Can I run custom Matlab function or gpuArray on another GPU?

Hello, everyone
I work on image processing and handle large scale images. I designed an algorithm that could get the result I wanted by multiple iterations, and it ran successfully.
%% code example
input = zeros(500,500,50);
a = zeros(500,500,50);
b = zeros(500,500,50);
c = zeros(500,500,50);
d = zeros(500,500,50);
input = gpuArray(input);
a = gpuArray(a);
b = gpuArray(b);
c = gpuArray(c);
d = gpuArray(d);
for i=1:100
a = input + d;
b = a + input;
c = b + a;
d = func1(c);
end
I use the gpuArray provided by matlab to speed up operations.But the size of the image I'm processing is constrained by the size of the GPU's memory.
Can I load c,d arrays on another gpu? Or can I run func1 on another GPU2? I want to reduce the consumption of memory of my current GPU1. Do you have any suggestions?

(Excerpts from point annotation data)

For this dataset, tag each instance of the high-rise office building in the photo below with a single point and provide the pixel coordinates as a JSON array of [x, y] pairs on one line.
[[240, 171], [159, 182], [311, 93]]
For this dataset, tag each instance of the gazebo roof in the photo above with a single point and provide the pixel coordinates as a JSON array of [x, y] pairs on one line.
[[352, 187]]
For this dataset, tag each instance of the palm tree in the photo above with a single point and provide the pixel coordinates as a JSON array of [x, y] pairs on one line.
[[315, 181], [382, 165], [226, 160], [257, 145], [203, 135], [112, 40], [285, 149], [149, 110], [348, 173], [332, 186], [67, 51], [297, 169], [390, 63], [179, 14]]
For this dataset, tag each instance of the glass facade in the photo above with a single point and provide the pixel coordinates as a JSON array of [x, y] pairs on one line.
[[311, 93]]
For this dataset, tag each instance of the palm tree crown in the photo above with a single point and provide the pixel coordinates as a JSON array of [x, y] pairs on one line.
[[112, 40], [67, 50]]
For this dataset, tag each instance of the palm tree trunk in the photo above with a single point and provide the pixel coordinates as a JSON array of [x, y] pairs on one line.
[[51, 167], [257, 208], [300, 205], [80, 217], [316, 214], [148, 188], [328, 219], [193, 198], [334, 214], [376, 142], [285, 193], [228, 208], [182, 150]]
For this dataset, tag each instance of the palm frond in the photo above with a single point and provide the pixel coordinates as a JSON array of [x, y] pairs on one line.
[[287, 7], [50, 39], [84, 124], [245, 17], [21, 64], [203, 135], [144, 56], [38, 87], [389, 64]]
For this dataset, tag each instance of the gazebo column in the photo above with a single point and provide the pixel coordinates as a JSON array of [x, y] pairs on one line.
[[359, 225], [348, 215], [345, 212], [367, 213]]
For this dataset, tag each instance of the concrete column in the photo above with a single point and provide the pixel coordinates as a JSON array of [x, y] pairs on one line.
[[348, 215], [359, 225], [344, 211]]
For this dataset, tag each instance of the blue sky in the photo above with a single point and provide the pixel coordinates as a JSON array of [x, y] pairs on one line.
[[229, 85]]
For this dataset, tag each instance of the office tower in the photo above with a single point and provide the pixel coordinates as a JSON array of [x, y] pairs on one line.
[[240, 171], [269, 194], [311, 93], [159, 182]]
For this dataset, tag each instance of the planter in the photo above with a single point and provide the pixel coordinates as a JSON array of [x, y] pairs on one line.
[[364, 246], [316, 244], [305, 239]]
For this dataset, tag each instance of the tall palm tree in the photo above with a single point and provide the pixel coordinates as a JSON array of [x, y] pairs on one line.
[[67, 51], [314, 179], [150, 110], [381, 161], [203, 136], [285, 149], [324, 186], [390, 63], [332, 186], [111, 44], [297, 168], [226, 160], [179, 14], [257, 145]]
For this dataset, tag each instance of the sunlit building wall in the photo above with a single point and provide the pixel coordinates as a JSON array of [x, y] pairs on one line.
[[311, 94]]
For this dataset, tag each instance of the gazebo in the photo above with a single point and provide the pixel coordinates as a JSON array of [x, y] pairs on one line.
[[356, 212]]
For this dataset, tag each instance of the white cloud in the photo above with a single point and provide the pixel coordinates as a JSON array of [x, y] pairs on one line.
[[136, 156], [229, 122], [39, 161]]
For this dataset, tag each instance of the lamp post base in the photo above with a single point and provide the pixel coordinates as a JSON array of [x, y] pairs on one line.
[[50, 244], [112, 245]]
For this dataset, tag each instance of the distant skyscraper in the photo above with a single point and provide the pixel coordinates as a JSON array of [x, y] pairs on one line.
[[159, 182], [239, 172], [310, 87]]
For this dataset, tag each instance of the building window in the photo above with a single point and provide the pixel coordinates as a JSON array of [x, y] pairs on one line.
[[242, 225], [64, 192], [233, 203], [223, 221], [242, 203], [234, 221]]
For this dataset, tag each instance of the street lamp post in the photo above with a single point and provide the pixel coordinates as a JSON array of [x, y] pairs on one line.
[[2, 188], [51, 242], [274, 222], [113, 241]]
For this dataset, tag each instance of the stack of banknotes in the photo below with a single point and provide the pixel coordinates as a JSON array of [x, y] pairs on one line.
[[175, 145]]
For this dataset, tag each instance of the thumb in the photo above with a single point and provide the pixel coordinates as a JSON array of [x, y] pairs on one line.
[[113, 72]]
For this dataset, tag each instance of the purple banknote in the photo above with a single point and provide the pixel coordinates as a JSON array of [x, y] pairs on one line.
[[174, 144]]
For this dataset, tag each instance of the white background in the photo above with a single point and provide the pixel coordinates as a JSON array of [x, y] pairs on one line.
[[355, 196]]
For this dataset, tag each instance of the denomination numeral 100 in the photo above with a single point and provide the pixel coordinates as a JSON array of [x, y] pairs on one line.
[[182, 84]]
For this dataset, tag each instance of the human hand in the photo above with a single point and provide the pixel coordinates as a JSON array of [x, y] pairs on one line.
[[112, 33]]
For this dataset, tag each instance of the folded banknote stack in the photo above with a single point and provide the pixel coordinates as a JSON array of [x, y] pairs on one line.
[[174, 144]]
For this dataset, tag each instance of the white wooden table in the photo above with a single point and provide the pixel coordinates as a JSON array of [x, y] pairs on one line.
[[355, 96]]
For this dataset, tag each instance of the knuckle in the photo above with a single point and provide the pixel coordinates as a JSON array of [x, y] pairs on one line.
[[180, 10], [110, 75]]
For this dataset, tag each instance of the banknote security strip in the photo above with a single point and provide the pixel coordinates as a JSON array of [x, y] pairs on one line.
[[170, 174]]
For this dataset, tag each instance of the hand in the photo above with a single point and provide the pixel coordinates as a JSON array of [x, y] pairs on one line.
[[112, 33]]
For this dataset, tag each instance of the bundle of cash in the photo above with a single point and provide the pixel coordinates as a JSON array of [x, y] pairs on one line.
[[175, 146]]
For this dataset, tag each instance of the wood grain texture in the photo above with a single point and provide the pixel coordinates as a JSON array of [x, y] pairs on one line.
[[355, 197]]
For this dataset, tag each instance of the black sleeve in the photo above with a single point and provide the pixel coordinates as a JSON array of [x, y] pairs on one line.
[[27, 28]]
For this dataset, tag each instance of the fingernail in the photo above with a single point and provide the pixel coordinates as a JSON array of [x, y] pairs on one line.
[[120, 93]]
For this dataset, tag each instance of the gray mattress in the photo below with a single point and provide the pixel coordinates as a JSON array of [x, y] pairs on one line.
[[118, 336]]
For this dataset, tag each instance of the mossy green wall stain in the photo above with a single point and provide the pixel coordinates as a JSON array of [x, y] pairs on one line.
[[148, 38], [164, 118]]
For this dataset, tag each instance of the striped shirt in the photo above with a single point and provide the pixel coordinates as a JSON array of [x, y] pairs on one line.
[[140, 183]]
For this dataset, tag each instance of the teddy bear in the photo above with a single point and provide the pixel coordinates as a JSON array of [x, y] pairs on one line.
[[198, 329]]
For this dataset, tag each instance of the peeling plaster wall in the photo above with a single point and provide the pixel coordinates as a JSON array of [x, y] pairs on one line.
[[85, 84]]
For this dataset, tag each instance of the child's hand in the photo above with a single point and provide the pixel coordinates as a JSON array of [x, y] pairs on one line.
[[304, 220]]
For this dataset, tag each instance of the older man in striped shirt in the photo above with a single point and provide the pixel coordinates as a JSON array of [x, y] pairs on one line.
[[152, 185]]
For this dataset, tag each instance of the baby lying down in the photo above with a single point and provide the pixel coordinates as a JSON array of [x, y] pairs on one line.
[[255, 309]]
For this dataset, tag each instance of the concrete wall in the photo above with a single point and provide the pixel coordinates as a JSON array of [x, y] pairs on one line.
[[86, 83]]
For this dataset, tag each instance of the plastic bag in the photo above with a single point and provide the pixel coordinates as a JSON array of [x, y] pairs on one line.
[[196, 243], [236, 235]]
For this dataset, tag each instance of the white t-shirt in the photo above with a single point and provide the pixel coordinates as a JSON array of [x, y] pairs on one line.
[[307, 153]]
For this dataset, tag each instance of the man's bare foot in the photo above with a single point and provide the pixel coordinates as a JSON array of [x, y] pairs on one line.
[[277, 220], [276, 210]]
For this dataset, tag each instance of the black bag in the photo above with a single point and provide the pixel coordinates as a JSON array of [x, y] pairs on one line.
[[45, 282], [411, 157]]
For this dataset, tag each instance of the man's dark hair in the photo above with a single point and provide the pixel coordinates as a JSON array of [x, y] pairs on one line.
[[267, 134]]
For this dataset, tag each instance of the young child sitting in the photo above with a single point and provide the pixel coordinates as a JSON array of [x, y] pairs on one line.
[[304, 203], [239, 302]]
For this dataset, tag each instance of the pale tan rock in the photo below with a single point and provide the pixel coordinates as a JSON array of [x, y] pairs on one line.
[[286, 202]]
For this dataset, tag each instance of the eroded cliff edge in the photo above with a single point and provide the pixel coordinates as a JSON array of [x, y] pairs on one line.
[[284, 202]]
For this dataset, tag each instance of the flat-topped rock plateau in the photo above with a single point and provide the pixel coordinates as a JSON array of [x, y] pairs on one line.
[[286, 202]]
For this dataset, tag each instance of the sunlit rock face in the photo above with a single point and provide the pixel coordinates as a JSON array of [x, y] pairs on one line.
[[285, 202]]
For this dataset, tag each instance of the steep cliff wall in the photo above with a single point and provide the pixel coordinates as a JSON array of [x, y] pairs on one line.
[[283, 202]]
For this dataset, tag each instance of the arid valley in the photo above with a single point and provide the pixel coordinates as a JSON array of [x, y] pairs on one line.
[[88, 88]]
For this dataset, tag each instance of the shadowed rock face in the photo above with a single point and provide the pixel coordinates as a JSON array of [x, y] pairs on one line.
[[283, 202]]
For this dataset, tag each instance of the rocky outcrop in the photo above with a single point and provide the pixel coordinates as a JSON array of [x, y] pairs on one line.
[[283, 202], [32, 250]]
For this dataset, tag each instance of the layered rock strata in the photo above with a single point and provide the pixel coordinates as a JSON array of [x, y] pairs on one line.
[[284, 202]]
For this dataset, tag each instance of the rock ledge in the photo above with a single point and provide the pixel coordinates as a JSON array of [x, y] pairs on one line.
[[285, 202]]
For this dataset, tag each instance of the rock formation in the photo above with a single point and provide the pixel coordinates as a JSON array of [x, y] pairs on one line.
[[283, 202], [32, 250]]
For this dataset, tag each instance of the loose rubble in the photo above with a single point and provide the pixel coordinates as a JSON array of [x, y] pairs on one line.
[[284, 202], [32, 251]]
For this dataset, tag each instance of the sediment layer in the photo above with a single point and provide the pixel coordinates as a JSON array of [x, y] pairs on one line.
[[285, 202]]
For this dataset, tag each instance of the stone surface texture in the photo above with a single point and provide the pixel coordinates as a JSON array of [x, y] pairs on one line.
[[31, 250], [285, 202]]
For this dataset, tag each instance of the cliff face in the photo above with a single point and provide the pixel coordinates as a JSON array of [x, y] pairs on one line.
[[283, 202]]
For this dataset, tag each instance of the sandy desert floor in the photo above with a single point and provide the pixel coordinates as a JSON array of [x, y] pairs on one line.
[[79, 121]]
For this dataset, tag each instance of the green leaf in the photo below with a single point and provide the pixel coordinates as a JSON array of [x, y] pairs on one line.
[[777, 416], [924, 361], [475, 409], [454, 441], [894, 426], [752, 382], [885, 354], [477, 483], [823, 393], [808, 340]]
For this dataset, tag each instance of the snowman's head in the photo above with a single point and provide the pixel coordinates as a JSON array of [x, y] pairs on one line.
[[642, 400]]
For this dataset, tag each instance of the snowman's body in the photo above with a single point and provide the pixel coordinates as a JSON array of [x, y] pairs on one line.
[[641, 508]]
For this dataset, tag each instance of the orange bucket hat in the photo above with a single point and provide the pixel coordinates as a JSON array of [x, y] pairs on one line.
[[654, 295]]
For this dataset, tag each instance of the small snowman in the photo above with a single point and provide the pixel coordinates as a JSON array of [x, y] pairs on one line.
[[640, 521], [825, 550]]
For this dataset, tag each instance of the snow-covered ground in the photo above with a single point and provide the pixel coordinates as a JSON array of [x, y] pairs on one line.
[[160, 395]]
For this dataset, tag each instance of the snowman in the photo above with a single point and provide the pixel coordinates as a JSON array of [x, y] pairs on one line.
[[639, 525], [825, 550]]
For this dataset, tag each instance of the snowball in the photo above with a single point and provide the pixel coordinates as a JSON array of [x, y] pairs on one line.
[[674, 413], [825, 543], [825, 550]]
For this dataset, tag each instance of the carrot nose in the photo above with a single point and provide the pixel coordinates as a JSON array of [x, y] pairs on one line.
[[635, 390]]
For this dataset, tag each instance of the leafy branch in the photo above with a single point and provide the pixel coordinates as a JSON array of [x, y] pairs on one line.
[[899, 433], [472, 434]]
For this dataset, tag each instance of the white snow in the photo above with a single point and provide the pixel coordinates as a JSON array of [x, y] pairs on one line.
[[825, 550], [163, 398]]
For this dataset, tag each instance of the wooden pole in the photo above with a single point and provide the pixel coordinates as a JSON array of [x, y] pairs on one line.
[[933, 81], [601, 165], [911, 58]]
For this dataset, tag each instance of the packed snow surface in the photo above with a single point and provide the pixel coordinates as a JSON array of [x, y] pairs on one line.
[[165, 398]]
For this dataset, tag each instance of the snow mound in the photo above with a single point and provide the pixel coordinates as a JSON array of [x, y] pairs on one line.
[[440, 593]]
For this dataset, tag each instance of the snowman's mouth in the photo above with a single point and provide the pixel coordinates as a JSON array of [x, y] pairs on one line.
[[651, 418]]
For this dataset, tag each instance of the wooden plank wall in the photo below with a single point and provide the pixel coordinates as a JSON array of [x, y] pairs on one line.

## Task requirements
a – In the forum post about running Matlab code on a second GPU, what limits the size of the images being processed?
b – Name every variable that the code in the forum post converts with gpuArray.

## Written answers
a – The size of the GPU's memory.

b – input, a, b, c, d